While smaller thalamic volumes in patients with schizophrenia has been a consistent finding in both in vivo and postmortem studies, the majority of this research has examined chronic or treated patients
(9,
14,
15,
17,
20,
54,
55). We have demonstrated that caudate volumetric measurements may differ between neuroleptic-naive and treated schizophrenia patients, perhaps secondary to the effects of neuroleptic treatment
(28). In light of these potential treatment-induced changes, we sought to examine patients with untreated schizophrenia. It is possible that, similar to our caudate findings
(28), volumetric measurements following 1 year of antipsychotic treatment may reveal significant treatment effects. A previous study
(18) revealed no change in thalamic volumes, as compared to control subjects, in five schizophrenia patients following approximately 70 days of risperidone treatment, although higher doses of atypical neuroleptics were associated with larger thalamic volumes. It was suggested that medication-induced hypertrophy may have been responsible for the volumetric changes.

------------------------------------------------------------------------

> _ACTIVITY 1_
According to the passage on thalamic volume in schizophrenia, how many patients took part in the earlier study of risperidone treatment?
> _ACTIVITY 2_
Extend the passage on thalamic volume in schizophrenia, picking up after its last sentence.

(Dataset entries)
------------------------------------------------------------------------

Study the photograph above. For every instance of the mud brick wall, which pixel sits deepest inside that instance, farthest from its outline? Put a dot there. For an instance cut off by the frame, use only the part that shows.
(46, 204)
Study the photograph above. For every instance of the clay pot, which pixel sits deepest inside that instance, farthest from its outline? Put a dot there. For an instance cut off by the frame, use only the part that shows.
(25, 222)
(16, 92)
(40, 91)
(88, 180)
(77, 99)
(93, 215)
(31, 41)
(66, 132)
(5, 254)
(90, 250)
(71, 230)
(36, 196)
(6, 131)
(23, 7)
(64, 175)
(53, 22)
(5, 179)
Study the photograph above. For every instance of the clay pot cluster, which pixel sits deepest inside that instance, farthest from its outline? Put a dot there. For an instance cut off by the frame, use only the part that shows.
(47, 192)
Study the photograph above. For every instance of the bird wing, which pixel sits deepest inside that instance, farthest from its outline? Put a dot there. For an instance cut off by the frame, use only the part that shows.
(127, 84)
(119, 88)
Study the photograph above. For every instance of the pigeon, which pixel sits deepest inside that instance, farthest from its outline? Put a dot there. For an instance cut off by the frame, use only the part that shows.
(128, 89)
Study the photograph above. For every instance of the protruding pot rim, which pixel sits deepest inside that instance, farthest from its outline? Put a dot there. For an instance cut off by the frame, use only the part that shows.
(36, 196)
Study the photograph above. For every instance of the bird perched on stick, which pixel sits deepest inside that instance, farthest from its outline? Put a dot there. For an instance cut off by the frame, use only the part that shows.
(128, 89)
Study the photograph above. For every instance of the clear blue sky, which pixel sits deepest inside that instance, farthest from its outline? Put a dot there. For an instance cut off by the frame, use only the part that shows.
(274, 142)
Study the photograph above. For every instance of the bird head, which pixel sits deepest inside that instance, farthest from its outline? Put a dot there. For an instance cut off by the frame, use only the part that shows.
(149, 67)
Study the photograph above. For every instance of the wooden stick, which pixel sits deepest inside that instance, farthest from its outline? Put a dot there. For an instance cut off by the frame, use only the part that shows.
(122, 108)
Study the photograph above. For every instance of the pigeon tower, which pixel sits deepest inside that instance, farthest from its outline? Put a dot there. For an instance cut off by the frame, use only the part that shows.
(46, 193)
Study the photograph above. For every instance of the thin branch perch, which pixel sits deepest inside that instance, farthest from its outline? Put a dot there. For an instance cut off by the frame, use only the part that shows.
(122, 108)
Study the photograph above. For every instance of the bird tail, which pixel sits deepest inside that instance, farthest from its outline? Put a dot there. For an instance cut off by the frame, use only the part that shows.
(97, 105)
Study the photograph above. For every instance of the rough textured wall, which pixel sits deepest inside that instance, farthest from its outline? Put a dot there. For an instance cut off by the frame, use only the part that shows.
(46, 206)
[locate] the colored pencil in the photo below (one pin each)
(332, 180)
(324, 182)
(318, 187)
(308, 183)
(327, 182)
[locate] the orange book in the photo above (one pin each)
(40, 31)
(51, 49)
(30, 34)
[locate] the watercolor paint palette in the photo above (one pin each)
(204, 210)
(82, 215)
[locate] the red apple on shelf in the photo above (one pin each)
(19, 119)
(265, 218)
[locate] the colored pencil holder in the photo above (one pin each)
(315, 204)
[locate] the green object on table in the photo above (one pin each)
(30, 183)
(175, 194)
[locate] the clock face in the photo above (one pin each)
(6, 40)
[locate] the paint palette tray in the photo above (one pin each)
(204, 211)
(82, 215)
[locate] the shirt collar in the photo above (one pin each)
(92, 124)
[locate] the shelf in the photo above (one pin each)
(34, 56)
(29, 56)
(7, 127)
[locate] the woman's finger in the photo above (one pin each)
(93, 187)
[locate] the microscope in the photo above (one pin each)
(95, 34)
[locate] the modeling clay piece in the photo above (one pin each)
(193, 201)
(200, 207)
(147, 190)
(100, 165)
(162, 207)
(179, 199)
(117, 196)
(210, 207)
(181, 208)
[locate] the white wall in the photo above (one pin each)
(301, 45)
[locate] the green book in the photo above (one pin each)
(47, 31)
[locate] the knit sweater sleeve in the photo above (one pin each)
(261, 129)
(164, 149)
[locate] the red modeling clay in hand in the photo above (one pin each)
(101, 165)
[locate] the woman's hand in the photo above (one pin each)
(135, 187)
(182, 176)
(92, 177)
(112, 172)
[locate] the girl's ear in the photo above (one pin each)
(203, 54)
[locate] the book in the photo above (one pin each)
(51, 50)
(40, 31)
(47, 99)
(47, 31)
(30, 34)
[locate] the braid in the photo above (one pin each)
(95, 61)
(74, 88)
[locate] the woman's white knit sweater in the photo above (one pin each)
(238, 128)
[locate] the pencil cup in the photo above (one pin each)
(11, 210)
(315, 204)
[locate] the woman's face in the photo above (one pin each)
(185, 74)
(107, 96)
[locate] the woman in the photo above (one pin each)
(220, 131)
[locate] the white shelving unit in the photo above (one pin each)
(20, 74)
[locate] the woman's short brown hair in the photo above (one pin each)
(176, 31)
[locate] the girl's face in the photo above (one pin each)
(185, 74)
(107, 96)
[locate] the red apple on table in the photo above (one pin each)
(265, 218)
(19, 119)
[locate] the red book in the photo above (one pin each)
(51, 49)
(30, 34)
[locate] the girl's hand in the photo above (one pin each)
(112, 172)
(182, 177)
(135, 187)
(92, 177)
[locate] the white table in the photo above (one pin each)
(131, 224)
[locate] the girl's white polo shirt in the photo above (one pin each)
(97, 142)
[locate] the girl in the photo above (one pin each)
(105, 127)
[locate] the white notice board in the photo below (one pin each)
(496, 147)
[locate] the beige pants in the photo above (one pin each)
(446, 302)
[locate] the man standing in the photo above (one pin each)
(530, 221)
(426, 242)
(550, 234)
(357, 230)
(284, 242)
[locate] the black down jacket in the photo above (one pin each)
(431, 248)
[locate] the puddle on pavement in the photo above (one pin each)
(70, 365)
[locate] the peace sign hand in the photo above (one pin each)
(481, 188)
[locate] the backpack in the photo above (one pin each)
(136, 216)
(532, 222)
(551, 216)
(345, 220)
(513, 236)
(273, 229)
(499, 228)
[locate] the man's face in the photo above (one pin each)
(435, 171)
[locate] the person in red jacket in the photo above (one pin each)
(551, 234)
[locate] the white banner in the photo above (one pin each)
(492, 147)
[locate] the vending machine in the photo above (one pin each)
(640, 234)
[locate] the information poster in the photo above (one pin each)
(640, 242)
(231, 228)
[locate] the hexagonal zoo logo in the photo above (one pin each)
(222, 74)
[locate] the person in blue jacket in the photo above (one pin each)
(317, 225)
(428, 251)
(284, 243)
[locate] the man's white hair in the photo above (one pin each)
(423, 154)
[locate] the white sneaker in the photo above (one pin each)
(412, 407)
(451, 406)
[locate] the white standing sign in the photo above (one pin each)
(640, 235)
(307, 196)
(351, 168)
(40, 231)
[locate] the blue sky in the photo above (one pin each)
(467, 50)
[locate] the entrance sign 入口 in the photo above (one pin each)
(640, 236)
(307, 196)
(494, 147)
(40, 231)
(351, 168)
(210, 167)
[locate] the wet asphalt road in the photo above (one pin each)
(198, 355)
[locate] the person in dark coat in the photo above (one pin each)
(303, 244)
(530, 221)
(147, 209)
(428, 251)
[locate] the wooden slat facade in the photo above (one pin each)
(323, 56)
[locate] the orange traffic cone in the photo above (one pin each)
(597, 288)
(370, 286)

------------------------------------------------------------------------

> _ANSWER BOX 1_
Five schizophrenia patients.

> _ANSWER BOX 2_
The inability to precisely measure discrete thalamic nuclei limits the interpretation of our findings. Our current measurements of thalamic subdivisions revealed significant and nearly significant volume differences in the regions primarily comprising the dorsomedial nucleus. As previously mentioned, postmortem analysis of schizophrenic brains has revealed a significant neuronal deficit in the dorsomedial nucleus. It is of interest that these changes appeared to be unaffected by treatment
(9). Because of its connections to the prefrontal cortex, medial temporal cortex, and basal forebrain, all of which have been implicated in the pathophysiology of schizophrenia, the dorsomedial nucleus is thought to be an important component of aberrant circuitry
(6). We also found significant volume differences in the right posterior medial subdivision, a thalamic region roughly reflecting the right medial half of the pulvinar. The pulvinar may also represent a critical thalamic nucleus in that it projects to temporal lobe regions reported to be abnormal in patients with schizophrenia and might be associated with altered visual perceptual functions
(6,
42,
47).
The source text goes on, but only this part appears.